■ Material for this task:
--- BEGIN ---

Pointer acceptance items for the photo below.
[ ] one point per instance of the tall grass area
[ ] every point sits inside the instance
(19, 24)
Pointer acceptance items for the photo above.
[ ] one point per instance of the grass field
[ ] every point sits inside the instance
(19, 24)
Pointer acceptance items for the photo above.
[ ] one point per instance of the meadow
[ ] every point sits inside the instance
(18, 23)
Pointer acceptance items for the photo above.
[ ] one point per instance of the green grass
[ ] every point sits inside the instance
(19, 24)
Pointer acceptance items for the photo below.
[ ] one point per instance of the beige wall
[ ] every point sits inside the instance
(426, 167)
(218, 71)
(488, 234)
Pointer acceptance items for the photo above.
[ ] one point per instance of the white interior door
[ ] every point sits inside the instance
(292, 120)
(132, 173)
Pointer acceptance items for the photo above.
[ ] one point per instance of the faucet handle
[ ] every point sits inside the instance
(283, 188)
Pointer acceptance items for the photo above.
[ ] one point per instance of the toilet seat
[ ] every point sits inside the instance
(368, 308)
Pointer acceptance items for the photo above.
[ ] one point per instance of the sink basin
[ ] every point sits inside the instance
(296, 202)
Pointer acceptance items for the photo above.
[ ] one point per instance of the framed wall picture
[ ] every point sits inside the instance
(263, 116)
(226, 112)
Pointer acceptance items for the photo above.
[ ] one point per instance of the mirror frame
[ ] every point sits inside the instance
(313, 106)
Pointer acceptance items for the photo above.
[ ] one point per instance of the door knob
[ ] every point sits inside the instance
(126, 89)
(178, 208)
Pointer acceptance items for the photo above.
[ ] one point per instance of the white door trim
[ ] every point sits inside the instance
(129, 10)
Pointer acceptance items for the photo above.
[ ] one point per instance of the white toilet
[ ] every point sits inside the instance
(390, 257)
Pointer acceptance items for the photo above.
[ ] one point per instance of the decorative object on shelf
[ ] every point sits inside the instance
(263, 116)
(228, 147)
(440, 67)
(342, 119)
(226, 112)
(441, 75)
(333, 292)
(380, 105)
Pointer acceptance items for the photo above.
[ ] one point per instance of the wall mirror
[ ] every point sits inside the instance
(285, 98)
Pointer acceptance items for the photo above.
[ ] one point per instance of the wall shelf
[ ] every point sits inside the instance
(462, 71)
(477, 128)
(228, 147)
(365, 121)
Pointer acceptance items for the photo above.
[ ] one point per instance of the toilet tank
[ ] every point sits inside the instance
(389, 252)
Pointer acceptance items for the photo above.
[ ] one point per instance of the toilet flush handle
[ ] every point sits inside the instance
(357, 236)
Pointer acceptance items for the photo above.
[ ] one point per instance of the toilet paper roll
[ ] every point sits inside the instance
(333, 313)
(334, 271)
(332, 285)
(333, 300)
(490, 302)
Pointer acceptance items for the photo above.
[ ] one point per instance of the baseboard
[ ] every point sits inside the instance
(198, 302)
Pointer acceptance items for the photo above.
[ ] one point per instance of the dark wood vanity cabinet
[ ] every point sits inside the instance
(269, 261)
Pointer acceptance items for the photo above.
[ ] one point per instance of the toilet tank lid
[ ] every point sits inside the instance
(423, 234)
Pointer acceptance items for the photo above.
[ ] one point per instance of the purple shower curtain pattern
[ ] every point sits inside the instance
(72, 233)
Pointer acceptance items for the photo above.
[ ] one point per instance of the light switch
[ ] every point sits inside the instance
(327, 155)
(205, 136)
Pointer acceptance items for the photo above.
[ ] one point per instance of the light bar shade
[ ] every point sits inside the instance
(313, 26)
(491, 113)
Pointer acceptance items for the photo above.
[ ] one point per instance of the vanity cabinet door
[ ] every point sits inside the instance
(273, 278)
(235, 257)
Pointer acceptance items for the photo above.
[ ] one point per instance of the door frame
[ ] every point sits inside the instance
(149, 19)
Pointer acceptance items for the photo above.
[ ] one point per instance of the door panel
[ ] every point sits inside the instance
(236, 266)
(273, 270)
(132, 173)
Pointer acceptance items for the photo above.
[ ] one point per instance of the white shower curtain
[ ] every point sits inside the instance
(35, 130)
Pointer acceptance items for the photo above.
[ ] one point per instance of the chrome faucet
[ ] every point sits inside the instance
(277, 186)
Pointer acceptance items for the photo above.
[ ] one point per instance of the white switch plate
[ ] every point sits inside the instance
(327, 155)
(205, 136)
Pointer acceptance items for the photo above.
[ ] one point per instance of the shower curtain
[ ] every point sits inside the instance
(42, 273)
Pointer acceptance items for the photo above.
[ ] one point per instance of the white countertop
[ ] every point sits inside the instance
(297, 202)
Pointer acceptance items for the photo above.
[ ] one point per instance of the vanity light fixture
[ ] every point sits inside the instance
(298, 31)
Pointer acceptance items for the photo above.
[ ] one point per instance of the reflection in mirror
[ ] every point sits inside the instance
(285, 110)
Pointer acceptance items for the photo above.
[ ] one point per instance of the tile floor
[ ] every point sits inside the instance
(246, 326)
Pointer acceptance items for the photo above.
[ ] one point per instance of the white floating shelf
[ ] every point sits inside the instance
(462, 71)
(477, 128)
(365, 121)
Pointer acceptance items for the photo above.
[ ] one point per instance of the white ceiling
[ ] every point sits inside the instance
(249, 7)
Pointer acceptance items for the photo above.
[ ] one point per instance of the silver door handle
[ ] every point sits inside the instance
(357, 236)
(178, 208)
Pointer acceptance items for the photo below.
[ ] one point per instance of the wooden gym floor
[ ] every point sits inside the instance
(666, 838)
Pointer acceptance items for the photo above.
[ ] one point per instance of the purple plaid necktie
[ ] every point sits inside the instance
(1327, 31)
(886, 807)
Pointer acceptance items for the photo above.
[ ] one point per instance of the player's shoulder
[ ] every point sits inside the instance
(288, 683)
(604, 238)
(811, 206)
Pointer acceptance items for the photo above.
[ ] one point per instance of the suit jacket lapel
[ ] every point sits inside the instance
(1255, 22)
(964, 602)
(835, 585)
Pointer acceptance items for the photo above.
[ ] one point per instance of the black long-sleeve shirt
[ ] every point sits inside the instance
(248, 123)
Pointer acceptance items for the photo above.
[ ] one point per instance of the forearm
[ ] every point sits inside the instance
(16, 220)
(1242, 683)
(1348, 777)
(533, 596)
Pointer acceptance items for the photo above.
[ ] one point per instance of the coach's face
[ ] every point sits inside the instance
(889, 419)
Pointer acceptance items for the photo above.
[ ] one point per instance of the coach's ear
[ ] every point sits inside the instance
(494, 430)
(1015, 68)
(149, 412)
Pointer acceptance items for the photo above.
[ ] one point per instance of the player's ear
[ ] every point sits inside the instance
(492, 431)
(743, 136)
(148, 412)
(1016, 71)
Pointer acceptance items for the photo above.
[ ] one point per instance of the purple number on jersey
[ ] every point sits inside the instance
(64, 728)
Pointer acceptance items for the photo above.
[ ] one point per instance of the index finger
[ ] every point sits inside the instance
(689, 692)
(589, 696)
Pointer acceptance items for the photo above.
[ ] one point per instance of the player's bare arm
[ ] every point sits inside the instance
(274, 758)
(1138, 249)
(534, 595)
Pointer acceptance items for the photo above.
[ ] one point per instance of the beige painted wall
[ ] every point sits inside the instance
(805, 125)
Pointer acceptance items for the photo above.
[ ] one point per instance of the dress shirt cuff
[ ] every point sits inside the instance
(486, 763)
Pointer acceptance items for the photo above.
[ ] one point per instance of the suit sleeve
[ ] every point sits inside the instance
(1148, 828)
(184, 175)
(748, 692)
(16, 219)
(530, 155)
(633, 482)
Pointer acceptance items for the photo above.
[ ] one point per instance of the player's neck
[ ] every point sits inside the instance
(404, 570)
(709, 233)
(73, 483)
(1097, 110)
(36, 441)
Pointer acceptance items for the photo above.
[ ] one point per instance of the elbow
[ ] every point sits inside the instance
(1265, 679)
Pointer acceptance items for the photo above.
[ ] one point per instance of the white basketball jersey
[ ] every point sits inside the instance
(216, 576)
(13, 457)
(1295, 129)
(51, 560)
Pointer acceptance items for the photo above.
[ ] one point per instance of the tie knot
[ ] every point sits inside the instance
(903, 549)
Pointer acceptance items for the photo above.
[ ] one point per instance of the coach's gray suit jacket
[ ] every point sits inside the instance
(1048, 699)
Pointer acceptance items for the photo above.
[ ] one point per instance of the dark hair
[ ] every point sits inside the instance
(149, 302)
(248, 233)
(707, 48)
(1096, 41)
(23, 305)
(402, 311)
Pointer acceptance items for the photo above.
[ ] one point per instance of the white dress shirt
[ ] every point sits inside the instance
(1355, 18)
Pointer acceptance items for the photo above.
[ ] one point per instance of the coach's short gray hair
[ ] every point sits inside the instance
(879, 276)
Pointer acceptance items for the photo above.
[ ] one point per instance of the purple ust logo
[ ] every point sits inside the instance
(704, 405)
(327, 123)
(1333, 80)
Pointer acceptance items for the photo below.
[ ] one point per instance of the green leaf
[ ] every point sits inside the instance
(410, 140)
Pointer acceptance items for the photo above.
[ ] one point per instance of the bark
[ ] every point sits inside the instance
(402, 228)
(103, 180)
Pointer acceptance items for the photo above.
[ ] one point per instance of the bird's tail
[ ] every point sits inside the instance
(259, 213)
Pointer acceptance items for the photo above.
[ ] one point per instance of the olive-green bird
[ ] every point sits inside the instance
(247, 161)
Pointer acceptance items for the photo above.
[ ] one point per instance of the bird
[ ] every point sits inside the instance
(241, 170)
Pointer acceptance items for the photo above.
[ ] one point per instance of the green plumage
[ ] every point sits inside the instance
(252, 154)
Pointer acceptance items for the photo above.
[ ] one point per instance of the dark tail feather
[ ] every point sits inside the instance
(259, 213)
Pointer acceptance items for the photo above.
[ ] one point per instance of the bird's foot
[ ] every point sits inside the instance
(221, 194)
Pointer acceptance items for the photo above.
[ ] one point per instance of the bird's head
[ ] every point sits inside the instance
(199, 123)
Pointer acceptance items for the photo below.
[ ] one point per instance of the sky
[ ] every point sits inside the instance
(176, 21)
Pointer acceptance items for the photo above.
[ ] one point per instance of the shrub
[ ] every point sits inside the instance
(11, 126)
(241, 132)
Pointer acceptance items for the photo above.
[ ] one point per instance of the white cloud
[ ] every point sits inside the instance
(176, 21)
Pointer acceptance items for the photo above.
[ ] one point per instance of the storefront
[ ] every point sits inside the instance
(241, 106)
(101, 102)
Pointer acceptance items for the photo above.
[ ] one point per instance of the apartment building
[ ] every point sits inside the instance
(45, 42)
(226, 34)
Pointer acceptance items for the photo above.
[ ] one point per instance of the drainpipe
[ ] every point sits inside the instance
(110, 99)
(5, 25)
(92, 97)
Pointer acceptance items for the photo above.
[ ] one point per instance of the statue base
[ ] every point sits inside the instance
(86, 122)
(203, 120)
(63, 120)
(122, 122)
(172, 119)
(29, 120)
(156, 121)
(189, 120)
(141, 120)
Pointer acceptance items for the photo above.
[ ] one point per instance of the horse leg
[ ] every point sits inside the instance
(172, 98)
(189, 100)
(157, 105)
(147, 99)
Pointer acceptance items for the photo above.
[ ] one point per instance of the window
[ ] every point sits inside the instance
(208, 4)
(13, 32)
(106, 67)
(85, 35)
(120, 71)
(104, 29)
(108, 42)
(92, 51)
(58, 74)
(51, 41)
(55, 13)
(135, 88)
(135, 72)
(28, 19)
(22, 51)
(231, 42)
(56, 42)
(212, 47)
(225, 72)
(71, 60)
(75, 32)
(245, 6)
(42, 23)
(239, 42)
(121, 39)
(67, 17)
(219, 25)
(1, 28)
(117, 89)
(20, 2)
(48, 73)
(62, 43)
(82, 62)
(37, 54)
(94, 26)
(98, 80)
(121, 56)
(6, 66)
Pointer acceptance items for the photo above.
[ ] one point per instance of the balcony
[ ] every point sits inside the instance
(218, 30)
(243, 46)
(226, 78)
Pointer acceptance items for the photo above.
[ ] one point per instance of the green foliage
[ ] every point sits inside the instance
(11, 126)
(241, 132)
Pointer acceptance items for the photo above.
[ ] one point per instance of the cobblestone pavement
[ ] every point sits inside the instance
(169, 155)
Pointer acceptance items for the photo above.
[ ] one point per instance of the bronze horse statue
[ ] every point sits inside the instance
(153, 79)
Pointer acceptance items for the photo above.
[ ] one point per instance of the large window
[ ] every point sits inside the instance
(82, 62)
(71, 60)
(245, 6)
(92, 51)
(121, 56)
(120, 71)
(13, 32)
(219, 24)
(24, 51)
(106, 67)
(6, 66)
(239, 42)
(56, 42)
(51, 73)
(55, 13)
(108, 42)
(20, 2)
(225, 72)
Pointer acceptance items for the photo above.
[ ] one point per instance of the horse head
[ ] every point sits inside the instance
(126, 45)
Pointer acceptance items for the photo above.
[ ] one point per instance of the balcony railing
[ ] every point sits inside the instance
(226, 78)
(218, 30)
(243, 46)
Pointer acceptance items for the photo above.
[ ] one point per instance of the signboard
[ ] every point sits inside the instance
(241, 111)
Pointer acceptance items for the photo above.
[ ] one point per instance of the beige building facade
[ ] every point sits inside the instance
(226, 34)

--- END ---

Which lines in the entries above contain the string "floor"? Pull out every such line in full. Uppercase and lowercase letters must match.

■ The solution:
[ ] one point per instance of the tile floor
[ ] one point per instance of the wooden gym floor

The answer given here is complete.